§ TASK BRIEF
Render every line of the rows below as a JSON list of strings, one string per line, omitting blank lines.

§ Location identification rows

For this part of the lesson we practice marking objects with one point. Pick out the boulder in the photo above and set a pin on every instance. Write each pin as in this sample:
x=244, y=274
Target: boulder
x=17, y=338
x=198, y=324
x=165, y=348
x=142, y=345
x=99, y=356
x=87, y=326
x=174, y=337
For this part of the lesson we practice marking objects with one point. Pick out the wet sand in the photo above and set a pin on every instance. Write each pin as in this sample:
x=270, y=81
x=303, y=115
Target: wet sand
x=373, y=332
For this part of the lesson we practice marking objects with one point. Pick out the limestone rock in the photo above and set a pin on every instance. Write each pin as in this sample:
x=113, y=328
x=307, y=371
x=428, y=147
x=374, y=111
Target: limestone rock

§ ANSWER FOR THIS EXERCISE
[
  "For this part of the lesson we practice marking objects with one point. Pick out the boulder in the photo above and set a pin on every instance. Write each pin as in this sample:",
  "x=244, y=274",
  "Target: boulder",
  "x=17, y=338",
  "x=198, y=324",
  "x=165, y=348",
  "x=142, y=345",
  "x=99, y=356",
  "x=87, y=326",
  "x=174, y=337",
  "For this part of the lesson we practice marking objects with one point. Pick out the wet sand in the photo above and set a pin on every instance. Write each pin as in this sample:",
  "x=270, y=81",
  "x=303, y=115",
  "Target: wet sand",
  "x=373, y=332",
  "For this part of the lesson we practice marking objects with one point. Pick out the limestone rock in the photo above and set a pin on every instance. Write each pin as in this sample:",
  "x=113, y=328",
  "x=307, y=371",
  "x=428, y=147",
  "x=374, y=111",
  "Target: limestone rock"
]